Can you rewrite the material below as a numbered list, starting at its first line and ending at the line that contains "x=324 y=100", with blank lines left out?
--
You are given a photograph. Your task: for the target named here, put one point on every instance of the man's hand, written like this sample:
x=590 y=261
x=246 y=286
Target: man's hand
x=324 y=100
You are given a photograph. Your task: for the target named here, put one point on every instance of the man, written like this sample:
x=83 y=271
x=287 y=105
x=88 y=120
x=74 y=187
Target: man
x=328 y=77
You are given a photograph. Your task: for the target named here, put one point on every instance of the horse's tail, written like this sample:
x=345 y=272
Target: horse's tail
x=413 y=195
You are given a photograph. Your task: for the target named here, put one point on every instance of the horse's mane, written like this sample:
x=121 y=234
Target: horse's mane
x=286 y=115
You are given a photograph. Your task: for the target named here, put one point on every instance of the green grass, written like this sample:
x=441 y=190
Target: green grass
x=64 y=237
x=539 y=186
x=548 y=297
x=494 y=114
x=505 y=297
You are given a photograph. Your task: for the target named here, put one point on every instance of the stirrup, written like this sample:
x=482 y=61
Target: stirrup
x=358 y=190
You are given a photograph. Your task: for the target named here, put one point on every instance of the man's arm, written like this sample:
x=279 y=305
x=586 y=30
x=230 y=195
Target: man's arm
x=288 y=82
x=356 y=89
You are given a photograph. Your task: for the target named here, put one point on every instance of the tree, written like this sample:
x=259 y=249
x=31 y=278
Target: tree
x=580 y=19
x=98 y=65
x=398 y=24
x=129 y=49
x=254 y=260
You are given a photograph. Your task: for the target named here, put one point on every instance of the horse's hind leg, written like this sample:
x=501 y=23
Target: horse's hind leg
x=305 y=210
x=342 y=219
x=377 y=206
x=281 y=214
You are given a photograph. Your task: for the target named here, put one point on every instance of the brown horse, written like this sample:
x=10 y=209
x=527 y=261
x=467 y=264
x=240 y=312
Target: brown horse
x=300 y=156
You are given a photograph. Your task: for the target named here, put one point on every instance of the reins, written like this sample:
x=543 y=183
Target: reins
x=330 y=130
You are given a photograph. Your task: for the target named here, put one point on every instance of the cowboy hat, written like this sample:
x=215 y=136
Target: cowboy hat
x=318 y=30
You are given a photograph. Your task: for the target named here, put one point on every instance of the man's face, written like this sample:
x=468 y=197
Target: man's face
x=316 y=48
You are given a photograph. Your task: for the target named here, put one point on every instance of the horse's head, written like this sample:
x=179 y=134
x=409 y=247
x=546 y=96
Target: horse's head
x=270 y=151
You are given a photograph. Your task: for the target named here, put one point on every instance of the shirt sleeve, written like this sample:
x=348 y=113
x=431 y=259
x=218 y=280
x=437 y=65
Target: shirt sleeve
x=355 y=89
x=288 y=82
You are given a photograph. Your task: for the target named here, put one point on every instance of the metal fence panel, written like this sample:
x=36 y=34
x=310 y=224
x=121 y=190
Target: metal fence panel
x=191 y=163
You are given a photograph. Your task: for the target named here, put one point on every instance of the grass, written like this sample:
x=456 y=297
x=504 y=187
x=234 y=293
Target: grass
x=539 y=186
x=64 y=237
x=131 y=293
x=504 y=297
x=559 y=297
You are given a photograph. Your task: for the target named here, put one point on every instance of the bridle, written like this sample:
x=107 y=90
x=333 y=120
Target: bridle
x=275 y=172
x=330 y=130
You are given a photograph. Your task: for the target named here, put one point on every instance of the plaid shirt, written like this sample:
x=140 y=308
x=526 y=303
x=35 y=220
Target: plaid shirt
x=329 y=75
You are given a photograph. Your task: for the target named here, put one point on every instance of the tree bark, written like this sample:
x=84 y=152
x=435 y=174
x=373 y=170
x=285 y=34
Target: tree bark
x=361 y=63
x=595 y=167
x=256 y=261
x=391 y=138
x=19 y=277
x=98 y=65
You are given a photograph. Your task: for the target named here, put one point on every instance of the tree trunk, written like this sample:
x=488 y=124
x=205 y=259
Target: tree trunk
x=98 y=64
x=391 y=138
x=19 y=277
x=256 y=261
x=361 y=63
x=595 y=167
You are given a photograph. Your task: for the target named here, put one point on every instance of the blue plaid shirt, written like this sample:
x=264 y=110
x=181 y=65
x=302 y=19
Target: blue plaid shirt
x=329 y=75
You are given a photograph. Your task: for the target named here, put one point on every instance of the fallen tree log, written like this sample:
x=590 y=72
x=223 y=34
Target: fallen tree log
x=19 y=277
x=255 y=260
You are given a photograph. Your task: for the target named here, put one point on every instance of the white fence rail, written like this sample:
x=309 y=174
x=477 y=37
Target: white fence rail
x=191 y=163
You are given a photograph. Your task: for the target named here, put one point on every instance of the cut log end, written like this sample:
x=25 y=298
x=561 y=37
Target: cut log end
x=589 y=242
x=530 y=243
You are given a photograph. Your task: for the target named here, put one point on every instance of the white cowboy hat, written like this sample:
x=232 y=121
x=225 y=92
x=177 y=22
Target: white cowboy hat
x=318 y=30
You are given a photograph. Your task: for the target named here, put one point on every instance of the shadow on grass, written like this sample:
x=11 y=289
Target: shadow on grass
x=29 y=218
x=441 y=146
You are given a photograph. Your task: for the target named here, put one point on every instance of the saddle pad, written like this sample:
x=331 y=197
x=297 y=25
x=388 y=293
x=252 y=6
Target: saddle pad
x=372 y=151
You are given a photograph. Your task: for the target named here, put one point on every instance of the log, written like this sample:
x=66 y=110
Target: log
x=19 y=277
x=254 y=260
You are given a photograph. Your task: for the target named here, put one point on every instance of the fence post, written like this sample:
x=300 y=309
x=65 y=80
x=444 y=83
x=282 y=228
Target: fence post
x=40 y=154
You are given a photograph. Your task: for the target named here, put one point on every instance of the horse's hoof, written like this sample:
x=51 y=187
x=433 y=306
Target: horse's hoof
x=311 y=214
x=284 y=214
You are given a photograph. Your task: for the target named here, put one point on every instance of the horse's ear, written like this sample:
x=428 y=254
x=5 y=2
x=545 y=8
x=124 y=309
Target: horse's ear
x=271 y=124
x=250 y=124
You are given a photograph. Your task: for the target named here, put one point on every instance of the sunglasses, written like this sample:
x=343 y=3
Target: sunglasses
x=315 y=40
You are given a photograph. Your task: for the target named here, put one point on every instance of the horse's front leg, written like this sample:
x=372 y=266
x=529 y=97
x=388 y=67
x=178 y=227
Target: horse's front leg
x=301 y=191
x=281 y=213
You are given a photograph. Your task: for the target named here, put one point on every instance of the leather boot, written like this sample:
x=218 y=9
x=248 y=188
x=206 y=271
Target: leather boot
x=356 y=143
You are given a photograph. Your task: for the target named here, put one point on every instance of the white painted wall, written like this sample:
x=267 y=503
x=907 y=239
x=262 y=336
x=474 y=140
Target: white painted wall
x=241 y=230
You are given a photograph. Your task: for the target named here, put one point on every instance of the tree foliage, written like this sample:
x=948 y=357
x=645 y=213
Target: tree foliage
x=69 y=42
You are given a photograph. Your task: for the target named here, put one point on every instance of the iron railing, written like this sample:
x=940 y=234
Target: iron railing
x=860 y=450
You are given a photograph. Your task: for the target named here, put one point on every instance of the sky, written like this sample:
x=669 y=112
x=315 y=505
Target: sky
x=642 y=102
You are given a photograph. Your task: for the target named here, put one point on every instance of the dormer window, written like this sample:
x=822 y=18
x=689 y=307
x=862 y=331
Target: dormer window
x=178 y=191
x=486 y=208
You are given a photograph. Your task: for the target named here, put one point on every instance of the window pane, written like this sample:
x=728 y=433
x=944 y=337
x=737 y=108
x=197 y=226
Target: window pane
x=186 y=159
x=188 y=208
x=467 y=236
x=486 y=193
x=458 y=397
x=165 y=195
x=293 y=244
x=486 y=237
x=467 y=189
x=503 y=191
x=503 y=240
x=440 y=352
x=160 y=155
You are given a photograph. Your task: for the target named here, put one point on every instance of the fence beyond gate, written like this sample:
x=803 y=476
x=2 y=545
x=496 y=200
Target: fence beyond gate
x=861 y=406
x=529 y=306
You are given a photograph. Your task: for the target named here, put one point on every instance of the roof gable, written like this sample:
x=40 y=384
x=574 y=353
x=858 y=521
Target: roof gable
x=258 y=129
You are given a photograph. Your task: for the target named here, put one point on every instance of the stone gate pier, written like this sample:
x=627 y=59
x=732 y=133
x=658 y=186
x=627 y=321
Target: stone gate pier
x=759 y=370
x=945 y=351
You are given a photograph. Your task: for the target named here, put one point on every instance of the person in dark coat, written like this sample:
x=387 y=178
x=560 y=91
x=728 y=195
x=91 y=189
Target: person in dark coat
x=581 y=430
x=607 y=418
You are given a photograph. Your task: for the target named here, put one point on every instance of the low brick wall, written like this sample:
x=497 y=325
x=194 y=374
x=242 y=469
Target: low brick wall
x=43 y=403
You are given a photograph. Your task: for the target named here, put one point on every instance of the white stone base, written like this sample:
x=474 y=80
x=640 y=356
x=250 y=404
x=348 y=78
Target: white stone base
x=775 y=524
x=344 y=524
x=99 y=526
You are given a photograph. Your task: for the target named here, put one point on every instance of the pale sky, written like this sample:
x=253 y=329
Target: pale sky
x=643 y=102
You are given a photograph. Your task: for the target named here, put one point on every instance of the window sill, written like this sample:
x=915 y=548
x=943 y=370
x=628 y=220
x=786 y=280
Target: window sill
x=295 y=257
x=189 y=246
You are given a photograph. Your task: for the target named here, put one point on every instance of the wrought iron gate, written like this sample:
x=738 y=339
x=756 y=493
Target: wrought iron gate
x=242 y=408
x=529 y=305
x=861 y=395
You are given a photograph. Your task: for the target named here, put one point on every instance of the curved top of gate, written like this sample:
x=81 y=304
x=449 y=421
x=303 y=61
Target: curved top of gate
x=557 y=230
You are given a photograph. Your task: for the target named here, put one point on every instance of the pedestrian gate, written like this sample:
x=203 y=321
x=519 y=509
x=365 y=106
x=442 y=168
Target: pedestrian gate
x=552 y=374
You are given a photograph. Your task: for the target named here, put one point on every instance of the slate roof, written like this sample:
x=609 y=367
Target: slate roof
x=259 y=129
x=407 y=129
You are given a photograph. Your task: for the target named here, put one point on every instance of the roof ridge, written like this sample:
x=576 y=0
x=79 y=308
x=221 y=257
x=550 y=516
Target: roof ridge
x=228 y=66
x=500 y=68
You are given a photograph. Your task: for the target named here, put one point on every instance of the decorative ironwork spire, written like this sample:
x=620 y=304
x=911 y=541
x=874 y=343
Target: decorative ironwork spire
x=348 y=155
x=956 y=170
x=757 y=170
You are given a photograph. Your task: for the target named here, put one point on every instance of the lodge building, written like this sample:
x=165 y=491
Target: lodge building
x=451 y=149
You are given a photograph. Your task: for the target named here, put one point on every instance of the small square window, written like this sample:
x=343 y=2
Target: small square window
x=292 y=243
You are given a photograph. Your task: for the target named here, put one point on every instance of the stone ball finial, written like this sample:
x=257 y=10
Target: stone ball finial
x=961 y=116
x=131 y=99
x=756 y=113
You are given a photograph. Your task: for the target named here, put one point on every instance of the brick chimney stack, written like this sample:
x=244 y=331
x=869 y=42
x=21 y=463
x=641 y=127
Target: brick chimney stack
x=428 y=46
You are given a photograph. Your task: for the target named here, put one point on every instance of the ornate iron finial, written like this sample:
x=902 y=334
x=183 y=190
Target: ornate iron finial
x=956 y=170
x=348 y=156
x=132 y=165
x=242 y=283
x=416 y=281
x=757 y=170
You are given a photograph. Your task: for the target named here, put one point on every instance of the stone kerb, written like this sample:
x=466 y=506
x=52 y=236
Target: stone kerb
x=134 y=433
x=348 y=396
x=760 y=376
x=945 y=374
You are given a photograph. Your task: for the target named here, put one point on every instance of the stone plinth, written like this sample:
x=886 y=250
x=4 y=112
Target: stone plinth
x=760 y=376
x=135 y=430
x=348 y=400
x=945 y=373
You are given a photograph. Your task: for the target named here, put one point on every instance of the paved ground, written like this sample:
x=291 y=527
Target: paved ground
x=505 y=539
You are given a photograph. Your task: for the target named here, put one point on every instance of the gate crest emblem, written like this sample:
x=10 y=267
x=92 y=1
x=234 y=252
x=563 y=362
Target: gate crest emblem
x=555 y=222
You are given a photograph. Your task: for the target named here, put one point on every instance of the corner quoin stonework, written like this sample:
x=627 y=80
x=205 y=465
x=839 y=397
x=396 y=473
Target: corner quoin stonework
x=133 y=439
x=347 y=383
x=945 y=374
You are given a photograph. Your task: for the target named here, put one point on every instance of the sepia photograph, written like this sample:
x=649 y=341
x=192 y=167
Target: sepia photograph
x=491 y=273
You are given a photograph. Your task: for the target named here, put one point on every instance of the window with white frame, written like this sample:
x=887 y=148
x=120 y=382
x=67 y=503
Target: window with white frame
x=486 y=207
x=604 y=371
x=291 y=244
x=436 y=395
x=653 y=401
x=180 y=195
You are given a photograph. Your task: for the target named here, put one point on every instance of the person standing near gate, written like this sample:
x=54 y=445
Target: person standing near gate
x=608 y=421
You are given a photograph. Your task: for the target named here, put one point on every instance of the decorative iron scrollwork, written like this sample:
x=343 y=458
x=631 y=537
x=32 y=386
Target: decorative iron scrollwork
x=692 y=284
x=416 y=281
--
Response to the exercise:
1. You are given a photograph. Your task: for the target named here, put one point on every instance of the man's hand, written like this sample:
2. x=590 y=261
3. x=246 y=286
4. Target: man's hand
5. x=324 y=100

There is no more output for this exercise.